The matrix of whole foods, food products and/or composite meals is, at least partly, defined by the combination of a variety of macronutrients, micronutrients, and (anti-)nutritional compounds. However, the food matrix is also modified by commercial food processing as well as in-house food preparation, which often includes heating and/or cooking [3, 87, 88]. Prior to consumption, food is cut or mashed and chewed, which will also impact the rate of protein digestion and amino acid absorption [3, 89, 90]. Numerous factors play a role in determining the post-prandial muscle protein synthetic response to food ingestion. Besides the impact of individual food matrices on protein digestion and amino acid absorption kinetics, it is important to consider that a composite meal often includes a variety of animal and plant-based foods, or at least various plant-based foods. There is currently limited information within the literature on the (potential) interaction between different protein sources within a single meal on protein digestion and amino acid absorption kinetics and the post-prandial muscle protein synthetic response to feeding.

Although we have gained much insight into the various factors that modulate dietary protein absorbability, protein digestion and amino acid absorption, and post-prandial muscle protein synthesis, we lack insights into post-prandial protein handling following ingestion of whole foods and mixed meals. Future studies are warranted to assess the anabolic properties of composite meal ingestion and the impact this can have on muscle conditioning in both health and disease.

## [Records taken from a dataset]
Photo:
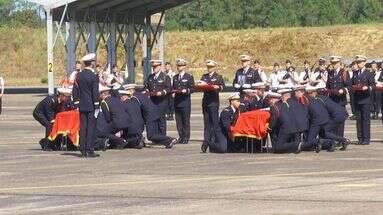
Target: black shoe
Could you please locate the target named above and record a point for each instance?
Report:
(331, 147)
(141, 144)
(345, 144)
(299, 148)
(122, 144)
(204, 147)
(318, 147)
(171, 144)
(83, 154)
(92, 155)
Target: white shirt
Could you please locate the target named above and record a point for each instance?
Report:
(273, 80)
(289, 81)
(1, 84)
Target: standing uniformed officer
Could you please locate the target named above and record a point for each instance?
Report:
(158, 86)
(318, 117)
(363, 84)
(135, 127)
(299, 105)
(210, 103)
(115, 115)
(86, 97)
(245, 76)
(152, 119)
(183, 87)
(319, 76)
(45, 113)
(338, 85)
(286, 128)
(227, 118)
(377, 95)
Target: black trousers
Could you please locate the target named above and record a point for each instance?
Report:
(162, 109)
(378, 102)
(352, 103)
(362, 112)
(286, 143)
(153, 133)
(312, 135)
(171, 108)
(211, 123)
(182, 115)
(331, 131)
(87, 131)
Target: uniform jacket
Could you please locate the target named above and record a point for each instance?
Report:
(85, 90)
(187, 83)
(212, 98)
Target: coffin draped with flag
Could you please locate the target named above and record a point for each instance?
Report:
(66, 123)
(252, 124)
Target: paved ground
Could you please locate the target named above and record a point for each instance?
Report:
(181, 180)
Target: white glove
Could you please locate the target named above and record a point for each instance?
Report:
(96, 112)
(246, 86)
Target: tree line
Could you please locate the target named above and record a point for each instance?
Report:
(232, 14)
(239, 14)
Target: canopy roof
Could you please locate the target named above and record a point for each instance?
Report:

## [Required tasks]
1 – Print the part of the passage on food and protein digestion from "Although we have" down to "health and disease.".
2 – According to the passage on food and protein digestion, what does in-house food preparation often include?

## [Numbered answers]
1 –
Although we have gained much insight into the various factors that modulate dietary protein absorbability, protein digestion and amino acid absorption, and post-prandial muscle protein synthesis, we lack insights into post-prandial protein handling following ingestion of whole foods and mixed meals. Future studies are warranted to assess the anabolic properties of composite meal ingestion and the impact this can have on muscle conditioning in both health and disease.

2 – Heating and/or cooking.